§ **Selected text**:

★ ★ ★ ★ ★ ★ ★

Bike advocacy is everyone’s job, and sometimes it takes a village to move a mountain. Our incredible cycling community came together to support a fellow cyclist involved in a close call with a driver. The community pushed for change to make the roads safer for everyone and got results!

Here’s what happened.

What was supposed to be a fun group training ride turned into a frightening experience that left cyclists demanding action.

Helen Gardner, Manager of Big Ring Cycles, was training for a charity ride in Golden, CO this past July when a vehicle came within inches of the group of cyclists, which included a child on a tandem bike with her father and a disabled man in a trailer being pulled by Helen.

The group was riding single file on a two-lane road with Helen second in line. There was an oncoming car approaching in the opposite lane. Helen heard some of the cyclists behind her calling out to a driver who had just passed them.

As Helen passed through an intersection, she looked over to her left and saw a vehicle directly next to her, a vehicle being driven by a student driver. It was just about four inches from her. The vehicle was so close that Helen could have reached into the window and easily touched the driving instructor in the passenger seat.

The teenage driver looked terrified and was white knuckling the steering wheel.

Helen raised her hand to the instructor, pointed behind her at the trailer and said “This is not how this works!” At that point, the driving instructor started banging on the window and yelling at Helen.

“I was speechless. I couldn’t believe that just happened,” said Helen. “Was that really a driver’s ed teacher who yelled at me through his window with somebody else’s child in the car?”

As soon as the oncoming car in the opposite lane drove by, the student driver sped up and pulled away.

One of the cyclists in Helen’s group followed the car to get the vehicle information and take a picture of the license plate. Luckily, no one was injured, just a little shaken.

What should the driver have done? Waited…waited behind the cyclists until the oncoming car had passed. Then, the driver could have passed the cyclists safely giving them the required three-foot separation according to Colorado law. See C.R.S. 42-4-1003 (1) (b) for more information.

If a driver drives his or her vehicle unnecessarily close to, toward, or near a bicyclist, he/she is committing careless driving, which is a class 2 misdemeanor traffic offense.

The day after the incident, some of the cyclists on the ride posted about the incident on social media and contacted the driving school. When Helen contacted our office to discuss her options, our advice was to call the Jeffco Sheriff’s Department to report the incident.

Helen did just that and was told that if she filed a complaint, the driver would be issued a ticket. Helen felt bad for the student driver and didn’t feel it was his fault.

The sheriff’s department told her that another course of action would be to use social media to voice her concern, so she posted an account of what had happened on Facebook. Helen wanted to address the incident and make sure that it wouldn’t happen again. It didn’t sit well with her knowing that students were being taught that it’s OK to buzz by a group of cyclists.

★ ★ ★ ★ ★ ★ ★

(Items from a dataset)
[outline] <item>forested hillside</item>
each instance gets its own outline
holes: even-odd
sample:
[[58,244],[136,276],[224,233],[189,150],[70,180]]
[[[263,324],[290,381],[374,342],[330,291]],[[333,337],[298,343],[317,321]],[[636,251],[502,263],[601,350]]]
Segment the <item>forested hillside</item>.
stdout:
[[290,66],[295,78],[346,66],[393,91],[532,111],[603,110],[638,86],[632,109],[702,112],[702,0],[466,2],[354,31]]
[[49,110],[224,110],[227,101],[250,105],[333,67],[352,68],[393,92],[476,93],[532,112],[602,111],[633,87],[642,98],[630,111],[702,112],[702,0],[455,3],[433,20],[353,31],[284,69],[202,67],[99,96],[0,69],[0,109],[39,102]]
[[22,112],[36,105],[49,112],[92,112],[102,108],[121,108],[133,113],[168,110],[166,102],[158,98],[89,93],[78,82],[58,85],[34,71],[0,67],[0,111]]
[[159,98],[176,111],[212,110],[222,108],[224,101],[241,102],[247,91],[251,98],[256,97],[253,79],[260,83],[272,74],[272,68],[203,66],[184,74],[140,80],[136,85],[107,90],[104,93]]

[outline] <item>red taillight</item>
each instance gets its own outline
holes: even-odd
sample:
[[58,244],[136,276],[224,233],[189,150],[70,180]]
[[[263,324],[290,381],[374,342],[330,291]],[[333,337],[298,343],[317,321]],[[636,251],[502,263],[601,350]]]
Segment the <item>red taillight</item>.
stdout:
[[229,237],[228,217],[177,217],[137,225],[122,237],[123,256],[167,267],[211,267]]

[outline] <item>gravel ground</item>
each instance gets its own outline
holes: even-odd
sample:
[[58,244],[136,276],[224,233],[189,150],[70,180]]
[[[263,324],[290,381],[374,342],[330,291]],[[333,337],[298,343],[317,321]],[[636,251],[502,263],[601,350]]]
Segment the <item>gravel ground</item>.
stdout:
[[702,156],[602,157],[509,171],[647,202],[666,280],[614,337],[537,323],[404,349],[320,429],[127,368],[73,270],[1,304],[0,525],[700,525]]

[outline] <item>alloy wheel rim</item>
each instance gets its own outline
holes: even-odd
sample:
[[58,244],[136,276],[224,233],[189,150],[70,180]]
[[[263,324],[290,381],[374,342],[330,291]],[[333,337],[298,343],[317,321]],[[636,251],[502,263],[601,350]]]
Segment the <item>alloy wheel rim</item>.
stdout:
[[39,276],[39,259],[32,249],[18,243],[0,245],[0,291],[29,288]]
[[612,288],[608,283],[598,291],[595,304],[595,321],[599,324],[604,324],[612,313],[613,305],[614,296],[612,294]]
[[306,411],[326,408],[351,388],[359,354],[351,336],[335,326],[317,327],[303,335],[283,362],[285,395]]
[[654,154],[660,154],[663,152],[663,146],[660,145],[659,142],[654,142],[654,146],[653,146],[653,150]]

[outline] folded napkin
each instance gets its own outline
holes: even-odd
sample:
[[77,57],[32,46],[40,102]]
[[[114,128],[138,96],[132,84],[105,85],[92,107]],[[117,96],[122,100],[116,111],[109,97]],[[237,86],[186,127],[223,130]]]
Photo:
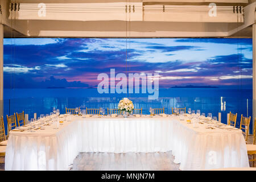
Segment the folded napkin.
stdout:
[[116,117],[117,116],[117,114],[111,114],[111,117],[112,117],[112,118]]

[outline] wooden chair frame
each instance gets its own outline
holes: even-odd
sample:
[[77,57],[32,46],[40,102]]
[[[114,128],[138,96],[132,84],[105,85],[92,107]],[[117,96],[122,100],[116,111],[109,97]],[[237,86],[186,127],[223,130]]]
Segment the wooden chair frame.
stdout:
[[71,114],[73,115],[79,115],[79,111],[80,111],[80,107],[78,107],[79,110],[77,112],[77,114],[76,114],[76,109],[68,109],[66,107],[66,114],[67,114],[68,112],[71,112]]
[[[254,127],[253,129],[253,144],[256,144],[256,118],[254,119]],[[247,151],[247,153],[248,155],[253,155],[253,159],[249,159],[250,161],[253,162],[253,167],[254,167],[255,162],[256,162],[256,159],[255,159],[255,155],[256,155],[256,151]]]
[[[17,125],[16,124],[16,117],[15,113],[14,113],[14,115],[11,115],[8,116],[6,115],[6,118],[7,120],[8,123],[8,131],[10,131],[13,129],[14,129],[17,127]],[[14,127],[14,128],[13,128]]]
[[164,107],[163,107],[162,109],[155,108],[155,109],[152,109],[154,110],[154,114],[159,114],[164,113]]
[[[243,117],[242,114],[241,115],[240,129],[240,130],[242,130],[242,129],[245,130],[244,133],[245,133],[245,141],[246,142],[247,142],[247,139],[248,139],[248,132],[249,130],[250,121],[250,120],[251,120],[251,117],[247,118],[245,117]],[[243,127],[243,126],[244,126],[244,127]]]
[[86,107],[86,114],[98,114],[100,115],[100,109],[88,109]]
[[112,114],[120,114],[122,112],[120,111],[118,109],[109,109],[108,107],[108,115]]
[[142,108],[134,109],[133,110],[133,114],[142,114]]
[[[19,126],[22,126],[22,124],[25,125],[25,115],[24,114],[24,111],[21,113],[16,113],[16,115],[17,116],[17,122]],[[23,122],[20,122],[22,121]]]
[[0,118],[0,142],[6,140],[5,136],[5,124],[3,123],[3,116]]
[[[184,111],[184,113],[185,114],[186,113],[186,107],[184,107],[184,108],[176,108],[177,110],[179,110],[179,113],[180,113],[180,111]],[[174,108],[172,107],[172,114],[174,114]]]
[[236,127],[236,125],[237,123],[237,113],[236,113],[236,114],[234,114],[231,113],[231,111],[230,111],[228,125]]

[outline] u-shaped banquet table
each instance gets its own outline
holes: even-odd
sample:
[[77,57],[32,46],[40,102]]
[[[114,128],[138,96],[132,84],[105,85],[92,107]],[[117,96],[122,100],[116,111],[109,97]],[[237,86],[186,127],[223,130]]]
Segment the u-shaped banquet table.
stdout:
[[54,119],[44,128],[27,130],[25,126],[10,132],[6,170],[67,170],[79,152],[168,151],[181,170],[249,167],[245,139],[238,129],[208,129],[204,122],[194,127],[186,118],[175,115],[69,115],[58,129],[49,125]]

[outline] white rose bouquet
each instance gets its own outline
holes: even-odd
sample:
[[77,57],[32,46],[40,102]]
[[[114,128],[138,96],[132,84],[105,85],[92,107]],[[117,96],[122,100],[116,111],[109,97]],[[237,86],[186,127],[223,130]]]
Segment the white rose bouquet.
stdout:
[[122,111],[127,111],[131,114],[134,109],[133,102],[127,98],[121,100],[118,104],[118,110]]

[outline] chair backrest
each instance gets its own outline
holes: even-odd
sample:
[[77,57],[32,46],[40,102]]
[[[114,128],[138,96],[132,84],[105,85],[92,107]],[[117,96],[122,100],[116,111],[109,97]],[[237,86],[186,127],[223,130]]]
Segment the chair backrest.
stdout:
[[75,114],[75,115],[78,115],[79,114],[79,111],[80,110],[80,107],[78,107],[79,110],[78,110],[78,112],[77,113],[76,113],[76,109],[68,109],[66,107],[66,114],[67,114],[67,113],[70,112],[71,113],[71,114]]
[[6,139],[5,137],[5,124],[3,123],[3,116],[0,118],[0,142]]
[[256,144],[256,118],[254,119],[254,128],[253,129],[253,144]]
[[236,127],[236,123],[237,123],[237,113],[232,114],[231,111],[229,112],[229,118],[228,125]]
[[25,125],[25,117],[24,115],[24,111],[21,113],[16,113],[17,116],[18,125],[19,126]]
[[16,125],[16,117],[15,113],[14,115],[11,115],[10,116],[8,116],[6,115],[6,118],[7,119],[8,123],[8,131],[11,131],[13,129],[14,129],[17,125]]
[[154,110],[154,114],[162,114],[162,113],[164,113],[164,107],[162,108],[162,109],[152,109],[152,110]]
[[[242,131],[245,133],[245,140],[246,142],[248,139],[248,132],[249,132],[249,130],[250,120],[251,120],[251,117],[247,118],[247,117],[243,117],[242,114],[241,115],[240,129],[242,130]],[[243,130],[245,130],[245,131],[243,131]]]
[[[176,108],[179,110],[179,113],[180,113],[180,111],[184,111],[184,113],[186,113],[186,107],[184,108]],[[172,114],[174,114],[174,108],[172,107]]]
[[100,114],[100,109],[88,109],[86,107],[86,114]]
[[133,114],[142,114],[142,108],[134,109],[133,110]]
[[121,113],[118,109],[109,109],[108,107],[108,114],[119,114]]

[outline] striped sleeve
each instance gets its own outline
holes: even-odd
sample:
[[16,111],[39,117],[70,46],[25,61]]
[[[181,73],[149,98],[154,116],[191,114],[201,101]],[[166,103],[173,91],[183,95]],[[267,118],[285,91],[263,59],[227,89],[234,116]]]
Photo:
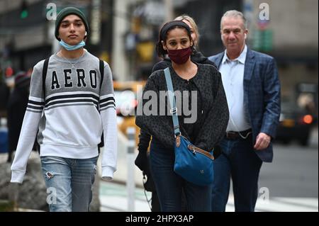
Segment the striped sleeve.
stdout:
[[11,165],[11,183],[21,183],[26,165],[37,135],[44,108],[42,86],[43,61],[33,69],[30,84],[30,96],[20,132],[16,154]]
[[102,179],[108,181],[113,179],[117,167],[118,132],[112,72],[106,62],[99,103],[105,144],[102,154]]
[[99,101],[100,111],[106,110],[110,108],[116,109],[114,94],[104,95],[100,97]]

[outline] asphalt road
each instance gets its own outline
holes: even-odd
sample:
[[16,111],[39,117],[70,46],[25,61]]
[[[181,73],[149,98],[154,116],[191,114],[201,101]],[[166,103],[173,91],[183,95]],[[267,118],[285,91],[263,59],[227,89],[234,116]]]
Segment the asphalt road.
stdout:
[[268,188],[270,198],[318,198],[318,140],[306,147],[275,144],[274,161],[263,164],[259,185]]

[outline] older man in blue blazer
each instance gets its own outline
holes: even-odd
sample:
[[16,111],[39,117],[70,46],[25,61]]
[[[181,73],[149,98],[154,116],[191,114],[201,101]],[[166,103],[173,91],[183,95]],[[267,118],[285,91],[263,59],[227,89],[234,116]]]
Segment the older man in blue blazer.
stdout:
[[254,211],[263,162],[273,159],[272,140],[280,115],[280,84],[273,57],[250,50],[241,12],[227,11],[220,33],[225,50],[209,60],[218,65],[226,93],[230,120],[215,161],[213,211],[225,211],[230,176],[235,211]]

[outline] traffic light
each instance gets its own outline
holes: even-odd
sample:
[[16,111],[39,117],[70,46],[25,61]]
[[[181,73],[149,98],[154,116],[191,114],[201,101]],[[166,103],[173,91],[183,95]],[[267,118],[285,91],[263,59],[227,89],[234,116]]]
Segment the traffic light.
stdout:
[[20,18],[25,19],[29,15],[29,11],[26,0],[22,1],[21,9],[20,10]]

★ ★ ★ ★ ★ ★ ★

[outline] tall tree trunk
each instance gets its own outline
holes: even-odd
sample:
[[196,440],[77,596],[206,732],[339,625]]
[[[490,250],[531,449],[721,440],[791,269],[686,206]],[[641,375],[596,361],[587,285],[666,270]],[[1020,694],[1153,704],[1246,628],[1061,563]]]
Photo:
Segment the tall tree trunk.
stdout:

★ ★ ★ ★ ★ ★ ★

§ **Brief A**: Translate this sentence from the bike advocacy article into Spanish: "The teenage driver looked terrified and was white knuckling the steering wheel."
§ **Brief B**: Please reproduce a passage of the bike advocacy article word for word, beginning at the words "What was supposed" and stopping after "just passed them.".
§ **Brief C**: Resume the bike advocacy article after its last sentence and write what comes next.
The items are separate from the bike advocacy article.

§ **Exercise response A**: El conductor adolescente parecía aterrorizado y apretaba el volante con los nudillos blancos.

§ **Exercise response B**:
What was supposed to be a fun group training ride turned into a frightening experience that left cyclists demanding action.

Helen Gardner, Manager of Big Ring Cycles, was training for a charity ride in Golden, CO this past July when a vehicle came within inches of the group of cyclists, which included a child on a tandem bike with her father and a disabled man in a trailer being pulled by Helen.

The group was riding single file on a two-lane road with Helen second in line. There was an oncoming car approaching in the opposite lane. Helen heard some of the cyclists behind her calling out to a driver who had just passed them.

§ **Exercise response C**:
“My next concern became this guy who is out in public teaching future drivers, teaching young people to drive. He clearly does not know the laws. He clearly doesn’t know the rules of the road, especially when it comes to keeping cyclists and his drivers safe,” Helen said.

The cycling community took to social media. Her story was shared over and over by the cycling community, she received support and encouragement, and many people took the time to review the driving school following her post. “The cycling community here was really impressive,” said Helen.

She eventually contacted Ben Pyatt, owner of the Arvada Driving School, by email and expressed her concern. She wanted him to know that a slap on the wrist was not sufficient.

Ben emailed her back the next day. He acknowledged that he was aware of the incident, apologized to her and was very sorry that it had happened. He informed her that the driving instructor had resigned his position after being with the school for over 14 years.

“We do take our business seriously, and learning to share the road with cyclists is a very important part of what we teach our students.   My oldest son is a professor at Regis University and rides to work 2 -3 times per week from Arvada to Regis University.  He often shares the negative interactions that he has with some motorists. His safety while cycling is always on my mind,” said Ben.

Overall, Helen was happy with the result and felt like the situation had been resolved. “I really just wanted an acknowledgement of what happened and I wanted an action for what happened. I felt relieved and like a resolution had been made.”

Our office contacted Ben and offered to provide a safe cycling/driving class to the driving instructors.

“We had Megan give her presentation on cyclists’ rights to reinforce how to expect to interact with cyclists as a refresher to our instructors. All of our instructors said that it was very worthwhile, ‘time well spent’.  Megan did a great job,” said Ben.

He also donated $900.00 to support Helen’s upcoming charity ride which supports inclusion for athletes with disabilities. Find out more about Helen and Noah's Big Adventure ride.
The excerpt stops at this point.